Find the line containing "drop a point: the dark hardwood floor" in the listing below. Repeat it exactly, along with each following line up to and including the one containing "drop a point: the autumn foliage".

○ ○ ○ ○ ○ ○ ○

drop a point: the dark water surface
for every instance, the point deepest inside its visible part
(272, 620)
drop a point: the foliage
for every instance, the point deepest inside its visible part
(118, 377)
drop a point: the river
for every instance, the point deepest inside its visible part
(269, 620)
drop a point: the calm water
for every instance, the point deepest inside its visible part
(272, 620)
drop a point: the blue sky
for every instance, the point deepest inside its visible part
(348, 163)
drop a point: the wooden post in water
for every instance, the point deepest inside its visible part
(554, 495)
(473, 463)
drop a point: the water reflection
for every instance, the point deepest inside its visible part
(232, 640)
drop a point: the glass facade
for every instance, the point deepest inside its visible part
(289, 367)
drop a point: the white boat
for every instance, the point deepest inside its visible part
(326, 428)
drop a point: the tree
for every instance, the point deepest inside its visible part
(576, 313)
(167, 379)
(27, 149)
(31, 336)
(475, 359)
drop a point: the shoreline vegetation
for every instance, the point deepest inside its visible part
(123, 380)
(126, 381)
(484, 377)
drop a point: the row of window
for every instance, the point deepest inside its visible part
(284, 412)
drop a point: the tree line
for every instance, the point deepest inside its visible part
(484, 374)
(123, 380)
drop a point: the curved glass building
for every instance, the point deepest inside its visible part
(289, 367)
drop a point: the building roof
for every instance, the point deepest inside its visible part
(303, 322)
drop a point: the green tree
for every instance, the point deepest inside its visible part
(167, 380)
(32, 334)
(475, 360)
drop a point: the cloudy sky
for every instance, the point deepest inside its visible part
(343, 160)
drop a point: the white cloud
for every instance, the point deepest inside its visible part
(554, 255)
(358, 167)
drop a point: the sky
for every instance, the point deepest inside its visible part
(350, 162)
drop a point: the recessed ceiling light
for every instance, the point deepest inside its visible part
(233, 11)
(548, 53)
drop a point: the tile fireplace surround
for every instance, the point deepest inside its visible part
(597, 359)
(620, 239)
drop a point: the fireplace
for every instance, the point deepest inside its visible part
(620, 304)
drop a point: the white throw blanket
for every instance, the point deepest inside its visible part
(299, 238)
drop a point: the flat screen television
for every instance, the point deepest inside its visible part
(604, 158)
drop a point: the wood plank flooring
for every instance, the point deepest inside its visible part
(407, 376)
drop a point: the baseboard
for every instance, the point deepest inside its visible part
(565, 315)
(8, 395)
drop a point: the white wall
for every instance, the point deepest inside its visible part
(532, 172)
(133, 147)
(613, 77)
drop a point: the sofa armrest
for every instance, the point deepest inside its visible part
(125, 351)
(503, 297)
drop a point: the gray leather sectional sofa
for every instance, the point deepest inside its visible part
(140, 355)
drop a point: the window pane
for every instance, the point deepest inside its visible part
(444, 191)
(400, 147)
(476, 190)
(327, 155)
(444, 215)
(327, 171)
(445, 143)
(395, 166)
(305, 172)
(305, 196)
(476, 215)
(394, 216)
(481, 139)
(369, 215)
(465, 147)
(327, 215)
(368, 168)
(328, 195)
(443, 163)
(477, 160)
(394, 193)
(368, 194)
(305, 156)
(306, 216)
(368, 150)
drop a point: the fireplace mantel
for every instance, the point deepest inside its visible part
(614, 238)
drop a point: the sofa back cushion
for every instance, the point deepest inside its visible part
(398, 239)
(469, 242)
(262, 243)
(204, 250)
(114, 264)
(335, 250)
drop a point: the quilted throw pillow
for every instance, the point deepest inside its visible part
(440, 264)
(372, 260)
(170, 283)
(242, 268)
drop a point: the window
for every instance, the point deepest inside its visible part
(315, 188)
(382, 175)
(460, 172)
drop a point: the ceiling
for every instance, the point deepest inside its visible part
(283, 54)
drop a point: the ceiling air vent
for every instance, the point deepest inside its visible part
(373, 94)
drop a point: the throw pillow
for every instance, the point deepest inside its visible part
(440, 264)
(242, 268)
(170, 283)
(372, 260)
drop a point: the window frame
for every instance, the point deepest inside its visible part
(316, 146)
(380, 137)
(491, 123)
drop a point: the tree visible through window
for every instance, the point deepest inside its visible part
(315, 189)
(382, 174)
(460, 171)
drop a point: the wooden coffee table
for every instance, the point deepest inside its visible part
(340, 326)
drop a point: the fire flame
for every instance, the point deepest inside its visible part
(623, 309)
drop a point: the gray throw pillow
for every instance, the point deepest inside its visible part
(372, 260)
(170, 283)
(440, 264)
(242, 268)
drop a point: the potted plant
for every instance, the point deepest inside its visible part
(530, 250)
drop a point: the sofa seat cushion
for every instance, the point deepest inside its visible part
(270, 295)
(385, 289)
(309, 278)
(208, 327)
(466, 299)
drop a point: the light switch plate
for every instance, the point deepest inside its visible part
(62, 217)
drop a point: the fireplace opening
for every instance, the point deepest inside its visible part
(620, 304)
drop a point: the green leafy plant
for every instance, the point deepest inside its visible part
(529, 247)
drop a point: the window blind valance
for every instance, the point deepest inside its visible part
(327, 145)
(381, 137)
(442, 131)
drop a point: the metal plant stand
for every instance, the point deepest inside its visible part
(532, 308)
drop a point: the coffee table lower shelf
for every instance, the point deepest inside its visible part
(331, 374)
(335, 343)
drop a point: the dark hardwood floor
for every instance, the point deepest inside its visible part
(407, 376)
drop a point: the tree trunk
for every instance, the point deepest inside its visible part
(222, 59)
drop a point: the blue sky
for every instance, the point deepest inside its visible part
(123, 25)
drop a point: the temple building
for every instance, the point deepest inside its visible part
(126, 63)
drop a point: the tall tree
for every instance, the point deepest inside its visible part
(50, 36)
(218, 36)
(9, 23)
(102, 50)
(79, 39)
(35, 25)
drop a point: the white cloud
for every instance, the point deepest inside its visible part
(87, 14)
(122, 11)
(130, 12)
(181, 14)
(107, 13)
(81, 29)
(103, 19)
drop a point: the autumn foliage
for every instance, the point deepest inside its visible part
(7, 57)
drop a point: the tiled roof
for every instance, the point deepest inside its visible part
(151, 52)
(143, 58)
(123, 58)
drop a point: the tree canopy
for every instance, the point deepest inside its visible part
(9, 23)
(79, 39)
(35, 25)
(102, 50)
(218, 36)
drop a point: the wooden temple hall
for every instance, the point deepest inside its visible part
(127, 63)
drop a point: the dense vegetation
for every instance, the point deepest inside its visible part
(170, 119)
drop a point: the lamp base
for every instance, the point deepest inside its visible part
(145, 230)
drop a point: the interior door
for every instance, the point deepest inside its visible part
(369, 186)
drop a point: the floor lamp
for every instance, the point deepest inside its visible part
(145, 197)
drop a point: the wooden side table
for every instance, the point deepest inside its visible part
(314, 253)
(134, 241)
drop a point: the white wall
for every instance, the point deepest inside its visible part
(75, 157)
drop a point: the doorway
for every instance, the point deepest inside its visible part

○ ○ ○ ○ ○ ○ ○

* [TASK RESPONSE]
drop a point: the dark hardwood floor
for every instance, the point deepest inside its visible part
(407, 376)
drop a point: the tree trunk
for every instance, the point deepest inside its visible part
(222, 59)
drop a point: the blue sky
for every instance, the point deepest inside its visible part
(123, 25)
drop a point: the temple building
for every instance, the point deepest inside its visible part
(126, 63)
drop a point: the tall tree
for every instance, the point deepest inside its visible part
(50, 36)
(218, 36)
(9, 23)
(102, 50)
(79, 39)
(35, 25)
drop a point: the white cloud
for every instance, the point deepest inside its visible part
(87, 14)
(122, 11)
(130, 12)
(181, 14)
(107, 13)
(81, 29)
(103, 19)
drop a point: the autumn foliage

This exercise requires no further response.